§ **Task directions**
Reproduce word for word the passage of the blog post on anxiety that starts at "I have suffered" and ends after "bad. Really bad.".

The Anxious Doctor

 

 

I wrote the majority of this blog a few months ago, and have only now built up the courage to release it. I figure that it’s all well and good for me to carry on week in, week out about de-stigmatising mental illness BUT if I choose not to publish this blog then I’m only perpetuating the problem.

 

 

1 in 4 Australians suffer with anxiety.

 

Anxiety is the most common mental health issue in Australia.

 

Panic attacks – the tight chest, the sudden rapid onset of breathing and the foggy head – are more common than one might expect.

 

Children, adolescents, mothers, CEOs, millionaires – no one is immune.

 

I tell my patients with anxiety that there is a light at the end of the very dark and muggy tunnel. Eventually things can get better – the panic attacks die down and the negative loud voice that dominates your brain with its ruminating monologue can gradually become softer.

 

I know, as a GP, that there are different options that can help (psychology, relaxation strategies, mindfulness, medication to name a few). I know, as a GP, that by practicing good sleep hygiene sleep can come easier. I know all this because I’m a GP. But I also know this because I’ve lived through it.

 

Many times in my consulting room I have looked into the eyes of an anxious patient and said the words, “you are not alone” and “it can get a lot better.” But what I really want to say is “I 100% understand what you are talking about because I have been trapped in that foggy dark tunnel before, but I made it through and so can you.”

 

I have suffered from Generalised Anxiety Disorder. 8 years ago as a medical student trying to juggle an intense degree, relationship, social life and normal personal issues, I found myself in the dead center of a cyclone – panic attacks, inability to sleep, constant ruminating thoughts about everything that could possibly go wrong – was today the day I was going to die in the car on the way to uni? Was tonight the night I would fall asleep and not wake up? Did I have cancer that I didn’t know about? And if I did have cancer where was it?

 

It was bad. Really bad.

 

I would have panic attacks multiple times a day. Anything could trigger them. My friends and family would know how to settle them with some gentle counting to slow my breathing down. But boy did I feel like a failure – I was meant to be a high achieving successful student and here I was crumbling. It is only now I realize I was crumbling beneath my own expectations and anxiety’s hold on me.

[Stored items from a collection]
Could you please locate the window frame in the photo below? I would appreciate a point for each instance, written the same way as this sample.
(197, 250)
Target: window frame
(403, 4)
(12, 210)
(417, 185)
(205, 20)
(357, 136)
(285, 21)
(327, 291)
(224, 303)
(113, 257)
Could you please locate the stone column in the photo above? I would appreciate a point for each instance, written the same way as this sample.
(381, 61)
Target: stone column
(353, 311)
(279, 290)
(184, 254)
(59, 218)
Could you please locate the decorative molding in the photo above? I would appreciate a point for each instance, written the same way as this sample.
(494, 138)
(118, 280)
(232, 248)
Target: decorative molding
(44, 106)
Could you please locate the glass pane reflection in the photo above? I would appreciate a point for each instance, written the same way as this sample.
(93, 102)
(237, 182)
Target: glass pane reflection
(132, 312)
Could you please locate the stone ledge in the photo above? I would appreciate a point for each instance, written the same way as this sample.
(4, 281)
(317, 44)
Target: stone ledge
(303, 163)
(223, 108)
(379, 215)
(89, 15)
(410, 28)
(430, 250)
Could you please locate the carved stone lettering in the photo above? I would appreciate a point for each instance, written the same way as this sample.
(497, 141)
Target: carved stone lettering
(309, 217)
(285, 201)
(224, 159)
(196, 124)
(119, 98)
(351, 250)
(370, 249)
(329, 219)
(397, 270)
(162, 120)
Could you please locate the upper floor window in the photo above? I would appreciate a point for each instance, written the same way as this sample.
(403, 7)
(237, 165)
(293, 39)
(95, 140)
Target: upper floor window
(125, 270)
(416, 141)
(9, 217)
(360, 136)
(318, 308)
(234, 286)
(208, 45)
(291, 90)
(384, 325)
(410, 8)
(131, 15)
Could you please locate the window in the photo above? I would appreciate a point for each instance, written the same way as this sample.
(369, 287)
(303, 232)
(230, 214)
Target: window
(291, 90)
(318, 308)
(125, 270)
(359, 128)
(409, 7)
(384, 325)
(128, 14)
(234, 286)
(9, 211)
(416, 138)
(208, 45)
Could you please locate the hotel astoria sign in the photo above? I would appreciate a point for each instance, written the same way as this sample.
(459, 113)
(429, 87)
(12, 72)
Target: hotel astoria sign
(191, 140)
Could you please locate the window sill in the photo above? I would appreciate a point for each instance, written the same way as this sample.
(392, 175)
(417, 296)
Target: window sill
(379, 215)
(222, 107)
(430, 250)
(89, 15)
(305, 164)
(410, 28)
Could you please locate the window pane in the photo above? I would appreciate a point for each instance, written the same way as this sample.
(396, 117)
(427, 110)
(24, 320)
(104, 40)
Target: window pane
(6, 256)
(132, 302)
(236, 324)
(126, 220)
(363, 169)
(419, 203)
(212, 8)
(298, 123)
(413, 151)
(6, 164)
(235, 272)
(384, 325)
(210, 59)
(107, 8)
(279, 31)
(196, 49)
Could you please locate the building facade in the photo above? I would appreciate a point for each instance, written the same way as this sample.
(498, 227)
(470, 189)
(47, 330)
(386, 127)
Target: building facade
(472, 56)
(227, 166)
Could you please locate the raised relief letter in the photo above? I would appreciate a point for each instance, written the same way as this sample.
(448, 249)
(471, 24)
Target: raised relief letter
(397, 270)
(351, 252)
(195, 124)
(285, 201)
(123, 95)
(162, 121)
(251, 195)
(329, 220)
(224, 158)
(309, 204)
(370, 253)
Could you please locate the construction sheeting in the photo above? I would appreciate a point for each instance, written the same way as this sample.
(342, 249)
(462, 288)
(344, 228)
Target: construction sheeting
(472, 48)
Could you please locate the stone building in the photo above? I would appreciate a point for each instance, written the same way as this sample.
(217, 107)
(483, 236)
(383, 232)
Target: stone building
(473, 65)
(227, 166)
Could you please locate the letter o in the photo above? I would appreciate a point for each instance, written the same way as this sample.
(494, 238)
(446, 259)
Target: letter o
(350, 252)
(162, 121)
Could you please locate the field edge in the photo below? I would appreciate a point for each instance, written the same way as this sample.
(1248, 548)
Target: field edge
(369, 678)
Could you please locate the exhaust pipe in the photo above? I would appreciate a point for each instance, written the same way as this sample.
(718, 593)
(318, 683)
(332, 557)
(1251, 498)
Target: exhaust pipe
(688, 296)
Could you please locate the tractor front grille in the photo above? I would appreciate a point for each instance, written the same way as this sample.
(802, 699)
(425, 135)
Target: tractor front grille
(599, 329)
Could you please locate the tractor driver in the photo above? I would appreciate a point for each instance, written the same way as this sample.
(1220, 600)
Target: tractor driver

§ **Exercise answer**
I have suffered from Generalised Anxiety Disorder. 8 years ago as a medical student trying to juggle an intense degree, relationship, social life and normal personal issues, I found myself in the dead center of a cyclone – panic attacks, inability to sleep, constant ruminating thoughts about everything that could possibly go wrong – was today the day I was going to die in the car on the way to uni? Was tonight the night I would fall asleep and not wake up? Did I have cancer that I didn’t know about? And if I did have cancer where was it?

 

It was bad. Really bad.